### PASSAGE FOR REVIEW
[Start of Attachment]
U.S. stocks rose Friday, posting modest weekly gains, after the monthly employment report showed the labor market continued its slow recovery in May.
Stocks started off the week wavering between small gains and losses, before momentum picked up on the week’s final trading day.
One factor that helped break the lull: the May jobs report. Labor Department data released Friday showed the U.S. economy added slightly fewer jobs than economists had expected, while the unemployment rate fell more than expected. Together, the mixed data offered investors one main takeaway: the labor market is improving, but not at a pace that will make the Federal Reserve rush to pare back additional support from the economy.
“Nothing from today is going to move the needle for the Fed imminently,” said James McCann, deputy chief economist at Aberdeen Standard Investments, in emailed comments.
Barring a sustained pickup in wage pressures, “the Fed remains convinced that short term price pressures will not last, suggesting that rates will be on hold until 2023 absent any nasty surprises,” Mr. McCann said.
[End of Attachment]
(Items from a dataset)
[Start of Attachment]
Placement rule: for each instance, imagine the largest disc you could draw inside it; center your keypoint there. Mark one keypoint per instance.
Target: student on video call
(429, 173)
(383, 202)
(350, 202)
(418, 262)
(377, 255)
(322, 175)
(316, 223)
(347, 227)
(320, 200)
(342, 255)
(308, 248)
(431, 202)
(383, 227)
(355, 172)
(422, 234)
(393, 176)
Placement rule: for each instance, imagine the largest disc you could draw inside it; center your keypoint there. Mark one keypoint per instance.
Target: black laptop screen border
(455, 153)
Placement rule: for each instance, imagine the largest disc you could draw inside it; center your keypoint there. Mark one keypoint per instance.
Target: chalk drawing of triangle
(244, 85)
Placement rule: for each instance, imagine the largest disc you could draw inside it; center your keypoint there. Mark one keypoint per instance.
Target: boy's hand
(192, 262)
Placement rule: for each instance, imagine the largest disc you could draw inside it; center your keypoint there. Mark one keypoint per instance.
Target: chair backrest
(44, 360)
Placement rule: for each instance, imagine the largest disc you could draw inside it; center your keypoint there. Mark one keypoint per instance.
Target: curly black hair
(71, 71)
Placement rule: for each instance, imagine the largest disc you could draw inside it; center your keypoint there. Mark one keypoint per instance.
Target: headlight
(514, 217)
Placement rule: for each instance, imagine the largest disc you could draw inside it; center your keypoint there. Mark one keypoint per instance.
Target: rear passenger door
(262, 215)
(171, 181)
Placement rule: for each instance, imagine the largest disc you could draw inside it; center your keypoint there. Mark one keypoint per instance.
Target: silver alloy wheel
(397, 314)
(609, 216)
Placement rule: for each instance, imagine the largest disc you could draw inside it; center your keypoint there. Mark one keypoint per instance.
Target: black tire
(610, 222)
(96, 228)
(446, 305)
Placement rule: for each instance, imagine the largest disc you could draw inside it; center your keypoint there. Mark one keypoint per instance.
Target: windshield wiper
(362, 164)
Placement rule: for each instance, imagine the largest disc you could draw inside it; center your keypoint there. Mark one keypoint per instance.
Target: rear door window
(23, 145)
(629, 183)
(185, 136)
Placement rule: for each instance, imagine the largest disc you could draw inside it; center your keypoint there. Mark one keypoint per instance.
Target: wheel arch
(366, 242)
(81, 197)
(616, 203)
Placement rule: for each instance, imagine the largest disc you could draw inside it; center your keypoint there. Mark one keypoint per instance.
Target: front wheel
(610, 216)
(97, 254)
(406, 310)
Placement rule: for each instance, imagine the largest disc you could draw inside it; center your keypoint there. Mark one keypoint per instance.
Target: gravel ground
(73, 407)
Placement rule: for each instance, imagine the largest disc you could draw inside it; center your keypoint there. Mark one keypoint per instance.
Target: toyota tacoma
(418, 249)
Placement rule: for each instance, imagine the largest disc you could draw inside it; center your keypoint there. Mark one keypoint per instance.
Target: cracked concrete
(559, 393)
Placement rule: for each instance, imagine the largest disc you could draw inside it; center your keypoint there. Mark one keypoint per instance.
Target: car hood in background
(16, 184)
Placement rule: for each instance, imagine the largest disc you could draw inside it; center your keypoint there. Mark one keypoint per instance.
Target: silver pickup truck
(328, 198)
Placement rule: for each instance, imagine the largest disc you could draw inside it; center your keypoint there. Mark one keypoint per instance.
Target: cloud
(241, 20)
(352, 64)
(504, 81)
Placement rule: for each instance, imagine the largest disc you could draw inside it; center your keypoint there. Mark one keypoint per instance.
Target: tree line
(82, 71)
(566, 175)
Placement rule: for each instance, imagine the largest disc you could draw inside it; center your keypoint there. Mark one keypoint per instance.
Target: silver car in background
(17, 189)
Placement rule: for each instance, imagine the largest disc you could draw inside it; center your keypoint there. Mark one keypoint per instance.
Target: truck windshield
[End of Attachment]
### REQUIRED ACTIONS
A. Render this sentence from the article on stocks and the May jobs report into Spanish: "Stocks started off the week wavering between small gains and losses, before momentum picked up on the week’s final trading day."
B. Continue the article on stocks and the May jobs report, starting after its final sentence.

### RESPONSES TO THE TASKS
A. Las acciones comenzaron la semana oscilando entre pequeñas ganancias y pérdidas, antes de que el impulso se acelerara en el último día de negociación de la semana.

B.
The Dow Jones Industrial Average gained 179.35 points, or 0.5%, to 34756.39, finishing just below its all-time closing high hit last month. The S&P 500 added 37.04 points, or 0.9%, to 4229.89, also just missing a record, while the Nasdaq Composite advanced 199.98 points, or 1.5%, to 13814.49.
For the week, the Dow advanced 0.7%, the S&P 500 climbed 0.6% and the Nasdaq gained 0.5%.
In bond markets, the yield on the 10-year U.S. Treasury note fell to 1.559%, its lowest level since late April, from 1.624% Thursday. Investors had said a better-than-expected jobs report could prompt selling in safe government bonds, while the reverse could lead to buying. Yields fall as bond prices rise.
Fiscal and monetary policy are seen as having been crucial in propelling the stock market’s recovery and rally to unprecedented levels since the pandemic hit last spring. Investors said any indications that the Fed may end its support could lead to volatility in stocks.
“Just printing money and pumping it into the system has been a big stimulus for markets, and the second you wean markets off that, it means markets need to stand more on their own two feet,” said Hani Redha, a portfolio manager at PineBridge Investments. “It’s a kind of coming-off-morphine type of experience.”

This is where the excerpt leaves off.